Records contained in a dataset
================================
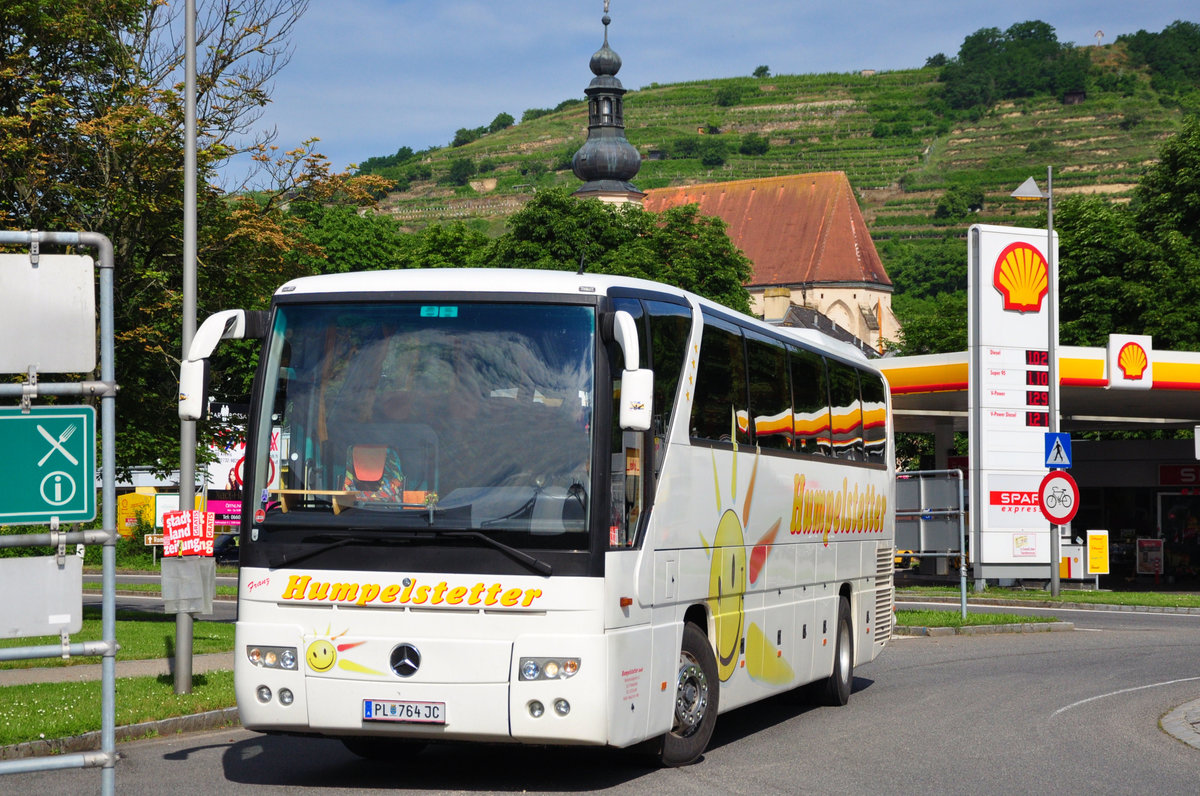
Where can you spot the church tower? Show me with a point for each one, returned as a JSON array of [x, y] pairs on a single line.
[[607, 161]]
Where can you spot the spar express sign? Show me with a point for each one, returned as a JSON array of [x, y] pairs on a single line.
[[187, 533]]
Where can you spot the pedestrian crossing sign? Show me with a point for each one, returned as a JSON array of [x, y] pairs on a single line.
[[1057, 449]]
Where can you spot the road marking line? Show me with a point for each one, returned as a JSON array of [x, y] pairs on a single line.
[[1123, 690]]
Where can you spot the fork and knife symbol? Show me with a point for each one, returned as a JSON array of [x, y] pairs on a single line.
[[57, 444]]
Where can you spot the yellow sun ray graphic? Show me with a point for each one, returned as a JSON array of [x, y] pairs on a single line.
[[323, 653], [732, 570]]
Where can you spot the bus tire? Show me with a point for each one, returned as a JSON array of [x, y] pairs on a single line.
[[372, 747], [837, 688], [697, 693]]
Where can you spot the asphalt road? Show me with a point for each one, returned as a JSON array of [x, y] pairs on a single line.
[[1073, 712]]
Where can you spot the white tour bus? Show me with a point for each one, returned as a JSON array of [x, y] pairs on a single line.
[[549, 508]]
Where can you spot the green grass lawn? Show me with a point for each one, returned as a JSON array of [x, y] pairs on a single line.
[[63, 710], [139, 634], [1152, 599], [931, 618]]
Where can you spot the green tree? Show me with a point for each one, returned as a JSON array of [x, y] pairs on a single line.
[[555, 231], [931, 325]]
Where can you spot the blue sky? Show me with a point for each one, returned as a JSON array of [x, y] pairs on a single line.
[[371, 76]]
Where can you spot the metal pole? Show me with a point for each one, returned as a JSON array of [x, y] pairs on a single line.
[[187, 428], [1053, 359]]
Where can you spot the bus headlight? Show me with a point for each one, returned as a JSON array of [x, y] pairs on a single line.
[[271, 657], [549, 668]]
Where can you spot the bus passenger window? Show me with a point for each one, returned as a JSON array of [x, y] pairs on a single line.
[[875, 418], [771, 394], [670, 325], [810, 394], [719, 408]]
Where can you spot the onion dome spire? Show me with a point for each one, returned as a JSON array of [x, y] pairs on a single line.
[[606, 161]]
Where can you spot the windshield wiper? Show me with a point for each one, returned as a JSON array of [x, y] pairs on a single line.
[[337, 543], [537, 564]]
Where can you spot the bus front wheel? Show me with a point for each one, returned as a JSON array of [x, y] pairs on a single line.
[[696, 700]]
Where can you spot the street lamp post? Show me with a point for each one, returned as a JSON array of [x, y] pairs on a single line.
[[1029, 190]]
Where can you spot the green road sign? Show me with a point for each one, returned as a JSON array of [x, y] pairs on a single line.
[[47, 465]]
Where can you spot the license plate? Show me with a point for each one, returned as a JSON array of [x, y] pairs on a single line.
[[389, 710]]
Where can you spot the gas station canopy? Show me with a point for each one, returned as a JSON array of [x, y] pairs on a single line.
[[931, 390]]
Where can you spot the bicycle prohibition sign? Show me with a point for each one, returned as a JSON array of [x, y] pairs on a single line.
[[1059, 497]]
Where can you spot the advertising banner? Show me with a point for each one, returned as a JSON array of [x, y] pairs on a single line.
[[187, 533]]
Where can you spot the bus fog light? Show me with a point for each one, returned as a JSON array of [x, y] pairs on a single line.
[[549, 668], [271, 657]]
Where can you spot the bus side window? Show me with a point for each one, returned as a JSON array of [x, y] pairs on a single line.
================================
_Your task_
Your answer must be the line containing "Where can you spot the gas" through the last line above, copied exactly, with nothing added.

_Finished exercise_
Where can you spot the gas station canopy? Show me with a point for each one, returned as a JSON array of [x, y] pairs on a single line.
[[931, 390]]
Where can you spot the bicycle prohibition sign? Show me with a point for each one, returned as a JSON array of [x, y] pairs on a single line.
[[1059, 497]]
Where can you spot the advertising banner? Show me with a point for each one, returned as a JSON array of [x, y] pairs on a single line.
[[187, 533]]
Where can you spot the bus fog light? Show me with a point for each one, returned as a JSON array of [x, y] pairs on a single line.
[[549, 668], [271, 657]]
Where can you spot the bus side window? Show me with a point for each one, returned as a JSON array of [x, y] pairs on a single line.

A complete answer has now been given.